[What is required]
Check each line of the data for "hedge", and copy the ones that have it.

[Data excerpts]
##############################

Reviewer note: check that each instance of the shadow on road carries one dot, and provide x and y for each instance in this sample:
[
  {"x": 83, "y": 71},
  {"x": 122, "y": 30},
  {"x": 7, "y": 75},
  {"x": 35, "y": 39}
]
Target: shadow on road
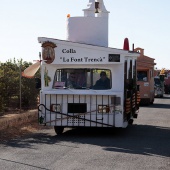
[{"x": 136, "y": 139}]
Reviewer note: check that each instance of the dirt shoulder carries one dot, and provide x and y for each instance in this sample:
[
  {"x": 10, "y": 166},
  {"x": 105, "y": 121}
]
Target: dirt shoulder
[{"x": 15, "y": 125}]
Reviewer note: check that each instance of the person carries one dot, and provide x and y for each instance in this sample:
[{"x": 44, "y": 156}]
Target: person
[
  {"x": 103, "y": 82},
  {"x": 71, "y": 81}
]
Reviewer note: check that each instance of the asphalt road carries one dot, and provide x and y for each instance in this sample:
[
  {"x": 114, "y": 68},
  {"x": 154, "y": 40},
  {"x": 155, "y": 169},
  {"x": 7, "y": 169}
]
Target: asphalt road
[{"x": 143, "y": 146}]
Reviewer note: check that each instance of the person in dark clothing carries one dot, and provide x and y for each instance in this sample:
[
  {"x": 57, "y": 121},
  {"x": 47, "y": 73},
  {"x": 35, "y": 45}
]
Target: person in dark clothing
[{"x": 103, "y": 82}]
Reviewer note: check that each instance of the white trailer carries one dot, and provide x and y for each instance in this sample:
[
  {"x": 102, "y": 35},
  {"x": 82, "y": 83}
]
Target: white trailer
[
  {"x": 85, "y": 55},
  {"x": 86, "y": 105}
]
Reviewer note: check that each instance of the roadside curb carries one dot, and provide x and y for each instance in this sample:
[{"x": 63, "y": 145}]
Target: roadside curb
[{"x": 14, "y": 120}]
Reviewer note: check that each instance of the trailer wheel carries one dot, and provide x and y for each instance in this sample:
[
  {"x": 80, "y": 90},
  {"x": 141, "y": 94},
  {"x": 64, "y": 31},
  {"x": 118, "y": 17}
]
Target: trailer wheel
[{"x": 58, "y": 129}]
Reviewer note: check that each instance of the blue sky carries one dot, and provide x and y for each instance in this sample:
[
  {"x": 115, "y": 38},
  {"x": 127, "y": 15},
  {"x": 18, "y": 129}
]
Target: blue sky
[{"x": 145, "y": 22}]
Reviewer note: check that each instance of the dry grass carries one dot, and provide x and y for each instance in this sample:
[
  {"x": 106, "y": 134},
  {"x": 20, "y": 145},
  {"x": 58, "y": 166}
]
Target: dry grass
[{"x": 17, "y": 125}]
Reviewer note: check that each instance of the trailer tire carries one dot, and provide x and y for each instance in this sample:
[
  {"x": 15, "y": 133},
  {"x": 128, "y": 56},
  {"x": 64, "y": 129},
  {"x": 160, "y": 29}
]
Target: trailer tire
[{"x": 58, "y": 129}]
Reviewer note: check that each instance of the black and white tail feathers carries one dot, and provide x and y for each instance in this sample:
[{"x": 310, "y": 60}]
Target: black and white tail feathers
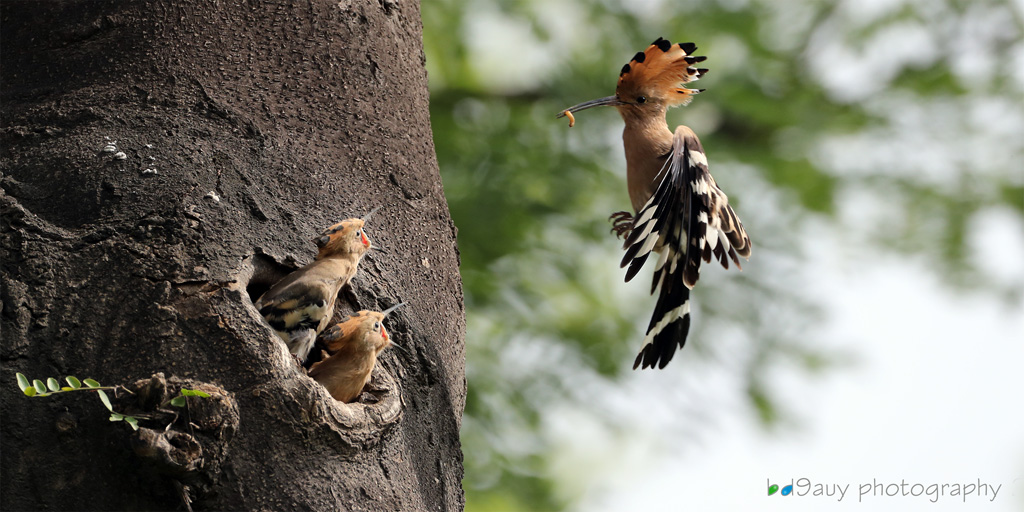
[{"x": 688, "y": 218}]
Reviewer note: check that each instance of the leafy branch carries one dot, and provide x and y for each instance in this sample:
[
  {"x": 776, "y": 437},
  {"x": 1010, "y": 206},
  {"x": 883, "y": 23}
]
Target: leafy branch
[{"x": 52, "y": 386}]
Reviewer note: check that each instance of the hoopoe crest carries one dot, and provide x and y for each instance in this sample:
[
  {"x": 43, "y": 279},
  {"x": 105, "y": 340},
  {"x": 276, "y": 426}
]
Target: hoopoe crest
[{"x": 681, "y": 216}]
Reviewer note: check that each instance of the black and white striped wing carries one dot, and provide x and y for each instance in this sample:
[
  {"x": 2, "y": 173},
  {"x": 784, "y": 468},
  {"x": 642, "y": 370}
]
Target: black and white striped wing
[{"x": 686, "y": 220}]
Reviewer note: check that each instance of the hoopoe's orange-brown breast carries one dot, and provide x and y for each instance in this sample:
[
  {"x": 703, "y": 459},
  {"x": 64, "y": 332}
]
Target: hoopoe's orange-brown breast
[{"x": 647, "y": 143}]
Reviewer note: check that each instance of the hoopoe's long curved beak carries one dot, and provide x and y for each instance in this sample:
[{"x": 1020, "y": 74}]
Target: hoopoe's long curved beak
[{"x": 601, "y": 101}]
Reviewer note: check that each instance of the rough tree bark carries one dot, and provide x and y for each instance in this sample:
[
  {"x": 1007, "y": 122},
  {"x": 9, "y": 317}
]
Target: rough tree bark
[{"x": 265, "y": 123}]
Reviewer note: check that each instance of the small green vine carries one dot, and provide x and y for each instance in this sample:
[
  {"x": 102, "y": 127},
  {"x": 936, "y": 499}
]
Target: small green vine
[{"x": 52, "y": 386}]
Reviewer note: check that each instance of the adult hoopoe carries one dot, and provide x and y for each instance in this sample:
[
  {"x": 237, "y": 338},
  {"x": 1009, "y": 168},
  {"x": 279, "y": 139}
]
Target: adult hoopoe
[
  {"x": 300, "y": 305},
  {"x": 354, "y": 345},
  {"x": 682, "y": 215}
]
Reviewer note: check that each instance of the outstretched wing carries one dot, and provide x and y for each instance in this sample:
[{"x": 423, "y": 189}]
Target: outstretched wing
[{"x": 686, "y": 220}]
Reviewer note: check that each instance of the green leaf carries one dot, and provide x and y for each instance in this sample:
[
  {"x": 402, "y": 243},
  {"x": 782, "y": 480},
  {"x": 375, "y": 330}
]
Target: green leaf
[{"x": 107, "y": 400}]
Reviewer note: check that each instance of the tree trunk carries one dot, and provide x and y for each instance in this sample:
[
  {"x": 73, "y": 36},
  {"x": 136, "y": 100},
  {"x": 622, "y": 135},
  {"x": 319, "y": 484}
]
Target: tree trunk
[{"x": 238, "y": 132}]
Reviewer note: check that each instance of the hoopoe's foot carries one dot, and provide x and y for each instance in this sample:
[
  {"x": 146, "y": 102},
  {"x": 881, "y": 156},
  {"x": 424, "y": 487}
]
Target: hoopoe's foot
[{"x": 622, "y": 222}]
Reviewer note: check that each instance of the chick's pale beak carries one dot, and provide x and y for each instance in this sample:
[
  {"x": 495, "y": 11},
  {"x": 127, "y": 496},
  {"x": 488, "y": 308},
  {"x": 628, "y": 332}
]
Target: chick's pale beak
[{"x": 601, "y": 101}]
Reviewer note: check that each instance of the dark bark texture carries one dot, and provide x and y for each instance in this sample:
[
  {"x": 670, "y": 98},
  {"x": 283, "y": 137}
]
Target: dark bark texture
[{"x": 238, "y": 131}]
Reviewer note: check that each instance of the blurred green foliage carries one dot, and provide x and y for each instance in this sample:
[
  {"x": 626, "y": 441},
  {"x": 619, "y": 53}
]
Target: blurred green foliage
[{"x": 810, "y": 104}]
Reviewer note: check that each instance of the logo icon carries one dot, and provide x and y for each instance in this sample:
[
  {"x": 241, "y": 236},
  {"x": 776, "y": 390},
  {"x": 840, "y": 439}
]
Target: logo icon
[{"x": 772, "y": 488}]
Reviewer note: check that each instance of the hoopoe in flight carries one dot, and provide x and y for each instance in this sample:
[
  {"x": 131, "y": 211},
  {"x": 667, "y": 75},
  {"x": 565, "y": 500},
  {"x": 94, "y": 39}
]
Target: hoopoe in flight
[
  {"x": 354, "y": 345},
  {"x": 682, "y": 215},
  {"x": 300, "y": 305}
]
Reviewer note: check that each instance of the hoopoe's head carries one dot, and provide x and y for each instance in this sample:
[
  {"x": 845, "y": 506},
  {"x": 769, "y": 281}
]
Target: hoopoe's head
[
  {"x": 365, "y": 329},
  {"x": 345, "y": 238},
  {"x": 652, "y": 82}
]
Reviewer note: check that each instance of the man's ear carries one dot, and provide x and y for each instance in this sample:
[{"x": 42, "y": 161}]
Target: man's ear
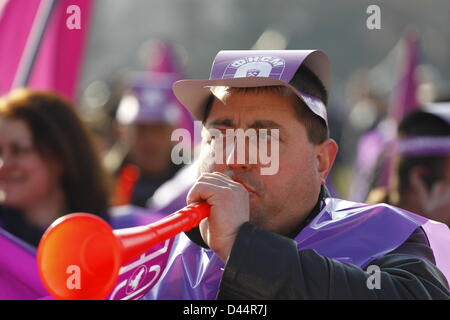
[{"x": 325, "y": 155}]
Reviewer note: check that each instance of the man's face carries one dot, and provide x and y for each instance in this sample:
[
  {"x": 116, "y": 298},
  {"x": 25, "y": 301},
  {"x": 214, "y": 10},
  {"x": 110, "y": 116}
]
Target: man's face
[{"x": 278, "y": 202}]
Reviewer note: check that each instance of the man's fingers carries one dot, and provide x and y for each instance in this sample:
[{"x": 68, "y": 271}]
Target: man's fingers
[{"x": 203, "y": 191}]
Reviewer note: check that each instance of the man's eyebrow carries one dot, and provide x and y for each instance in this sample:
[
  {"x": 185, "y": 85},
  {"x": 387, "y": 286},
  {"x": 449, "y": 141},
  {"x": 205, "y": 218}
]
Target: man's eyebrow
[
  {"x": 221, "y": 122},
  {"x": 266, "y": 124}
]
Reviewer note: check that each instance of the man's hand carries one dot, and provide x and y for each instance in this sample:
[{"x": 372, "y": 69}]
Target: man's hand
[
  {"x": 435, "y": 203},
  {"x": 229, "y": 202}
]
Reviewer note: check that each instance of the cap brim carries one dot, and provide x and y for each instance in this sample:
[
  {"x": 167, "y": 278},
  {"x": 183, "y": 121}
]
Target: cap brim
[{"x": 193, "y": 94}]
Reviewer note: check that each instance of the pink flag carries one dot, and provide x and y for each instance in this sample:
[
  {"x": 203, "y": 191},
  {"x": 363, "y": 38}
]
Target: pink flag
[{"x": 61, "y": 49}]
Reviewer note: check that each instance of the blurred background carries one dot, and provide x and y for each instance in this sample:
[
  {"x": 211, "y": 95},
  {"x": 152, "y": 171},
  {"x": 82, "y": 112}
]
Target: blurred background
[{"x": 375, "y": 72}]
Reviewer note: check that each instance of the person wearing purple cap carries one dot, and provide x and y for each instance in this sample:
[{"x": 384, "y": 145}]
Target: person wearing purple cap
[
  {"x": 147, "y": 115},
  {"x": 280, "y": 235},
  {"x": 421, "y": 179}
]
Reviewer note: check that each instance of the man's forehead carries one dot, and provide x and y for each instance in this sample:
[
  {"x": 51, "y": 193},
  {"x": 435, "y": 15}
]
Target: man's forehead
[{"x": 259, "y": 110}]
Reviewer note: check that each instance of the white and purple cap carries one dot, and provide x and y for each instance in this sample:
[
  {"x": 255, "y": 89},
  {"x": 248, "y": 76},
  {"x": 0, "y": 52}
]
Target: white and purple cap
[
  {"x": 149, "y": 99},
  {"x": 428, "y": 145},
  {"x": 256, "y": 68}
]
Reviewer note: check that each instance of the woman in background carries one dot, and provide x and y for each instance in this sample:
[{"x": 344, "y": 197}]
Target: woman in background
[{"x": 48, "y": 164}]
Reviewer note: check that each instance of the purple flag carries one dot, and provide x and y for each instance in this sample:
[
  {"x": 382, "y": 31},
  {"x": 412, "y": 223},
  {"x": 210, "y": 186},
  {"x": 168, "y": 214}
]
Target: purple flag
[{"x": 60, "y": 51}]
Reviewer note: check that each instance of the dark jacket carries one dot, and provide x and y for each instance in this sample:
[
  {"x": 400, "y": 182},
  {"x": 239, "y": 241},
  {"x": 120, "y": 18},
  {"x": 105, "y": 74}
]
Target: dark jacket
[
  {"x": 409, "y": 272},
  {"x": 264, "y": 265}
]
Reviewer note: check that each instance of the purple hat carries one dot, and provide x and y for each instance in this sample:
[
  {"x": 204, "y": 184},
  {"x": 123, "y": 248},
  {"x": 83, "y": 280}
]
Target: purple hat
[
  {"x": 256, "y": 68},
  {"x": 149, "y": 99}
]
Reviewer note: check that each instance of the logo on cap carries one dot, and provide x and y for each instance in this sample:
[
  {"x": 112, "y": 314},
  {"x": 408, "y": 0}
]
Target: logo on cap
[{"x": 255, "y": 66}]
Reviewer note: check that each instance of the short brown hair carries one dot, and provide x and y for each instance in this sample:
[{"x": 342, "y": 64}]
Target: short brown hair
[{"x": 59, "y": 134}]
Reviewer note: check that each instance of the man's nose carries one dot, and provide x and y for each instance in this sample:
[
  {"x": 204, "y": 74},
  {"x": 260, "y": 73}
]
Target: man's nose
[{"x": 237, "y": 159}]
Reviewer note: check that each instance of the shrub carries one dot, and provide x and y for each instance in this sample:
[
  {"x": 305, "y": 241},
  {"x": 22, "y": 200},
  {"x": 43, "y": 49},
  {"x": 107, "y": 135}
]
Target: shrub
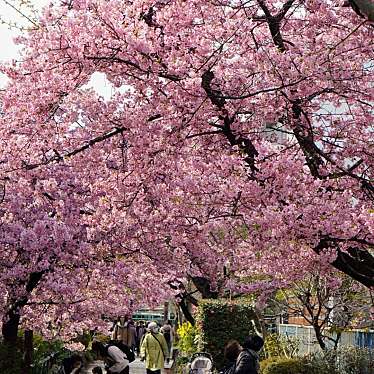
[
  {"x": 277, "y": 345},
  {"x": 11, "y": 360},
  {"x": 219, "y": 321},
  {"x": 286, "y": 366},
  {"x": 187, "y": 342}
]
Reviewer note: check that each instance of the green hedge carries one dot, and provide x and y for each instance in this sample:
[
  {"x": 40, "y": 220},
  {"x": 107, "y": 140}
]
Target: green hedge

##############################

[Task result]
Reviewer note: check that each instance of the green hedge carries one dot, and provide x and y for each instance in this sample:
Target: green hedge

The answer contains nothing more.